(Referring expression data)
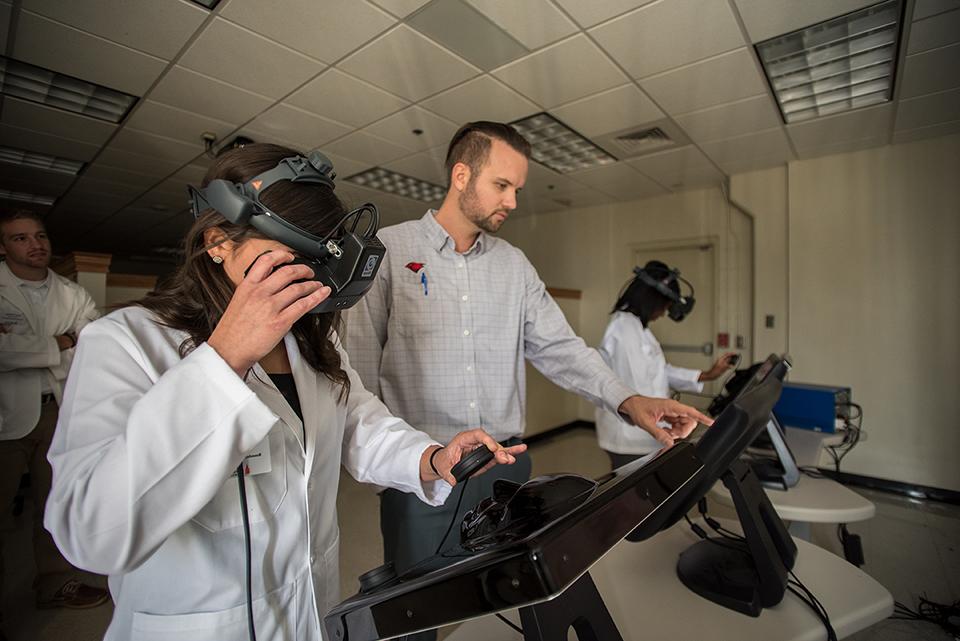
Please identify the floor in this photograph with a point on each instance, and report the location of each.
(911, 547)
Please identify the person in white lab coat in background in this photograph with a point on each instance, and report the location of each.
(219, 366)
(634, 354)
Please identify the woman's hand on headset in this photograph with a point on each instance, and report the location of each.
(264, 306)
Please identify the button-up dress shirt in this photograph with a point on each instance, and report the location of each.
(441, 336)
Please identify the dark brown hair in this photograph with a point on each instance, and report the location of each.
(194, 298)
(471, 144)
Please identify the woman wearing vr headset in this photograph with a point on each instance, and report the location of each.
(634, 354)
(222, 370)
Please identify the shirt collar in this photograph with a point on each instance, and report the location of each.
(439, 238)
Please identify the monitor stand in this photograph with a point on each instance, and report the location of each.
(780, 472)
(748, 575)
(580, 607)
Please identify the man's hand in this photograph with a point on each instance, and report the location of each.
(460, 446)
(646, 413)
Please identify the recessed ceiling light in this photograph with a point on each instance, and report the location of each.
(398, 184)
(837, 65)
(39, 161)
(24, 197)
(53, 89)
(557, 146)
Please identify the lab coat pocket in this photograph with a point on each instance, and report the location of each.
(274, 615)
(266, 487)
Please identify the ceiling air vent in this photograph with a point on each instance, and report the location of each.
(651, 137)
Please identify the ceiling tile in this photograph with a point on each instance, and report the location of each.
(926, 8)
(676, 168)
(163, 120)
(345, 99)
(731, 119)
(57, 122)
(928, 110)
(43, 42)
(723, 78)
(204, 95)
(937, 31)
(483, 98)
(591, 13)
(32, 140)
(397, 62)
(399, 127)
(931, 71)
(159, 147)
(100, 172)
(842, 147)
(302, 129)
(583, 67)
(659, 30)
(426, 165)
(921, 133)
(244, 59)
(461, 29)
(608, 111)
(768, 147)
(326, 30)
(534, 23)
(158, 28)
(400, 8)
(148, 165)
(619, 180)
(768, 18)
(368, 148)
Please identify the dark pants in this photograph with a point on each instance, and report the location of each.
(412, 530)
(29, 454)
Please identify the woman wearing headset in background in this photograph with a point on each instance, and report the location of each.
(634, 354)
(219, 366)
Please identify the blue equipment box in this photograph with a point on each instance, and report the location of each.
(812, 407)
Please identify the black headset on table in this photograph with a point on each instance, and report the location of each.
(680, 305)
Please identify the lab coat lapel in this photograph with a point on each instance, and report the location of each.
(10, 291)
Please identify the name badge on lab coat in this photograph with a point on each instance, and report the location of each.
(258, 460)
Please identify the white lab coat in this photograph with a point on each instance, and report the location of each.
(634, 354)
(142, 487)
(29, 355)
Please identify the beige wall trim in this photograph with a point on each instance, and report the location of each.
(77, 262)
(558, 292)
(131, 280)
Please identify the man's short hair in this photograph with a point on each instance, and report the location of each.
(10, 215)
(471, 144)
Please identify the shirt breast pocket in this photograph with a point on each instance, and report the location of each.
(265, 491)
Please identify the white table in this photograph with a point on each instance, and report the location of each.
(648, 602)
(811, 500)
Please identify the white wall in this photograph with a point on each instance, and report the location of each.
(591, 249)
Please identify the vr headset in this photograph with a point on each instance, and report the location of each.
(344, 260)
(680, 305)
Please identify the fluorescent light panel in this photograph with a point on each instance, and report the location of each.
(557, 146)
(841, 64)
(23, 197)
(39, 161)
(398, 184)
(53, 89)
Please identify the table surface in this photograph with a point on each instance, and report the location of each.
(811, 500)
(648, 602)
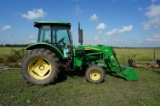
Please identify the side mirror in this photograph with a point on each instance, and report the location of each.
(80, 34)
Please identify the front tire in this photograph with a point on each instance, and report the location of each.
(95, 74)
(40, 67)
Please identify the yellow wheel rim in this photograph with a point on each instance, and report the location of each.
(95, 75)
(39, 68)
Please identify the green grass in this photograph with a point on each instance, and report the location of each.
(137, 54)
(7, 51)
(74, 90)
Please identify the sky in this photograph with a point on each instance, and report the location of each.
(121, 23)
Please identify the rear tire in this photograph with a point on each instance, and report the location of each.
(95, 74)
(40, 67)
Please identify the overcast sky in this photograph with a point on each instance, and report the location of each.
(123, 23)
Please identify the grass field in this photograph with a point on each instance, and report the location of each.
(137, 54)
(74, 90)
(123, 54)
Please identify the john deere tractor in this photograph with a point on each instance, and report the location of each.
(54, 50)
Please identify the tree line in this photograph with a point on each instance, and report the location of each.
(13, 45)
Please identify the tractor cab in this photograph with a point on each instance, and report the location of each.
(56, 34)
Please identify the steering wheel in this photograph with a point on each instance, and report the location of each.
(61, 40)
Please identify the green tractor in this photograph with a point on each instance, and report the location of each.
(54, 50)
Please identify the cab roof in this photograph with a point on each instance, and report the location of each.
(39, 23)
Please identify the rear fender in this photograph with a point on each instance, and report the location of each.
(46, 46)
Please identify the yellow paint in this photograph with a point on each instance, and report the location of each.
(39, 68)
(95, 75)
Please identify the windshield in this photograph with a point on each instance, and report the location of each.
(56, 35)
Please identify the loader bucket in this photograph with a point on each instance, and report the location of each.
(128, 73)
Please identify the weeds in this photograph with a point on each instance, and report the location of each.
(76, 91)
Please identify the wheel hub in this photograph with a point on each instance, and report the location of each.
(95, 75)
(41, 67)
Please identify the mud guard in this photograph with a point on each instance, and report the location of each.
(128, 73)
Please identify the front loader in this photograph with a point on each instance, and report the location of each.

# What you will do
Write out each entry exactly as given, but skip the pictures.

# Response area
Please identify the floor in this photograph with a point on each instance, and report the location of each.
(911, 547)
Please identify the person in white lab coat in background in this photograph with a point on each instance, and report the location of each.
(219, 366)
(634, 354)
Please identify the woman's hand on headset in this photograph with a point on each instance, and report the location of each.
(264, 306)
Please identify the button-up dress shirt in this photograph with a point on each instance, and report the location of each.
(441, 336)
Please identify the dark brown hair in this photograph with a point on each instance, and report the location of each.
(194, 298)
(471, 144)
Please identify the woman wearing vr headset in this photograph with a point on each instance, and report the location of each.
(634, 354)
(222, 370)
Please identify the shirt collar in this photograph with a point on each instance, and report the location of each.
(439, 238)
Please identify the monitor stand in this photograph with a point on each instance, and report the location of each.
(780, 472)
(748, 575)
(580, 607)
Please identify the man's hand in this photograph with a point on each instance, and report the location of each.
(460, 446)
(646, 413)
Please identify the recessed ceiling light in this photograph with a point on each instance, and report the location of each.
(398, 184)
(837, 65)
(39, 161)
(24, 197)
(53, 89)
(557, 146)
Please identify the lab coat pocket in this photograph with a point on each instance, and report the location of each.
(274, 615)
(266, 487)
Please identify the ceiling air vent in this photograph with a point on each instance, and report the location of each.
(651, 137)
Please identify the ceiling tile in this photograph with a point on each instance, and report the location of each.
(926, 8)
(676, 168)
(163, 120)
(345, 99)
(731, 119)
(57, 122)
(928, 110)
(43, 42)
(723, 78)
(204, 95)
(937, 31)
(483, 98)
(591, 13)
(32, 140)
(397, 62)
(399, 127)
(931, 71)
(159, 147)
(100, 172)
(842, 147)
(302, 129)
(583, 67)
(659, 30)
(426, 165)
(921, 133)
(244, 59)
(461, 29)
(608, 111)
(768, 147)
(326, 30)
(534, 23)
(158, 28)
(400, 8)
(148, 165)
(619, 180)
(768, 18)
(368, 148)
Please identify the dark pants in this photograph with a point on each instance, and report the location of each.
(412, 530)
(29, 454)
Please identify the woman wearing headset in background in this photograph with a point on each instance, and report the location of each.
(634, 354)
(219, 366)
Please identify the blue equipment box in this photograph with a point on each instance, and report the location of each.
(812, 407)
Please identify the black headset on table in this photograph with a point on each instance, and report the location of each.
(680, 305)
Please identify the lab coat lapel in this photograph with a point on each instance, and report the location of each.
(10, 291)
Please identify the name badge on lab coat in this photograph with a point on each instance, and report the location of each.
(258, 460)
Please identify the white lab coat in this photograph with a point on each instance, and report the location of each.
(634, 354)
(142, 487)
(29, 355)
Please identify the beige wall trim in this photograph with a point on each instance, and report the location of each.
(77, 262)
(558, 292)
(131, 280)
Please identify the man's short hair in this photograph with a point on each instance, and report the location of each.
(10, 215)
(471, 144)
Please identify the shirt breast pocket in this photograph with a point on each instance, and report the location of each.
(265, 491)
Please identify the white table in this photograph with a point on each instance, and report the location of each.
(648, 602)
(811, 500)
Please identify the white wall in this photograph with a point on each instance, and report the location of each.
(591, 249)
Please identify the vr headset in this photograph with a point on each instance, and report the location of each.
(344, 260)
(680, 305)
Please identify the fluorescent light panel in this photograph with a point on each instance, and report the location of each.
(557, 146)
(841, 64)
(23, 197)
(39, 161)
(398, 184)
(53, 89)
Please identify the table surface in this photograph with a point on each instance, and report the location of each.
(811, 500)
(648, 602)
Please identify the side mirror in this photograph with a point on each instance, and report the location of each.
(80, 34)
Please identify the front tire in this photograph with a point on each instance, and report the location of each.
(95, 74)
(40, 67)
Please identify the yellow wheel rim in this photograph with a point on each instance, and report the location of each.
(95, 75)
(39, 68)
Please identify the green grass in this photograph with a point on each instance, and report the location of each.
(137, 54)
(7, 51)
(74, 90)
Please identify the sky in this photograph with a point on each instance, and report the location of each.
(121, 23)
Please identify the rear tire in this photograph with a point on each instance, and report the location of each.
(95, 74)
(40, 67)
Please identify the overcast sky in this photograph with a point on each instance, and report the location of each.
(123, 23)
Please identify the grass field in this photograph with a point on each instance, and report the location of each.
(137, 54)
(74, 90)
(123, 54)
Please identify the john deere tractor in this photograph with a point on each instance, and report the location of each.
(54, 50)
Please identify the tree line in this photograph with a point on each instance, and report the location of each.
(13, 45)
Please identify the tractor cab in this photograph with a point on each instance, and report the location of each.
(56, 34)
Please identify the steering wheel in this photograph with a point on each instance, and report the location of each.
(61, 40)
Please identify the green tractor in this photograph with a point on each instance, and report the location of each.
(54, 50)
Please identify the cab roof in this photograph with a point on each instance, and report the location of each.
(39, 23)
Please identify the rear fender in this photograph with a point on each instance, and report the location of each.
(46, 46)
Please identify the yellow paint in this photograph with a point on each instance, and report the location of each.
(39, 68)
(95, 75)
Please identify the windshield in this photograph with a point on each instance, and report the location of each.
(56, 35)
Please identify the loader bucket in this photograph with a point on each instance, and report the location of each.
(128, 73)
Please identify the weeds in this photograph with a point on each instance, and report the location of each.
(76, 91)
Please identify the wheel hub in this photograph with a point on each instance, and report the location of each.
(95, 75)
(41, 67)
Please identify the mud guard in this photograph with a point on each instance, and report the location of each.
(128, 73)
Please identify the front loader in this photograph with a point on each instance, and report the location of each.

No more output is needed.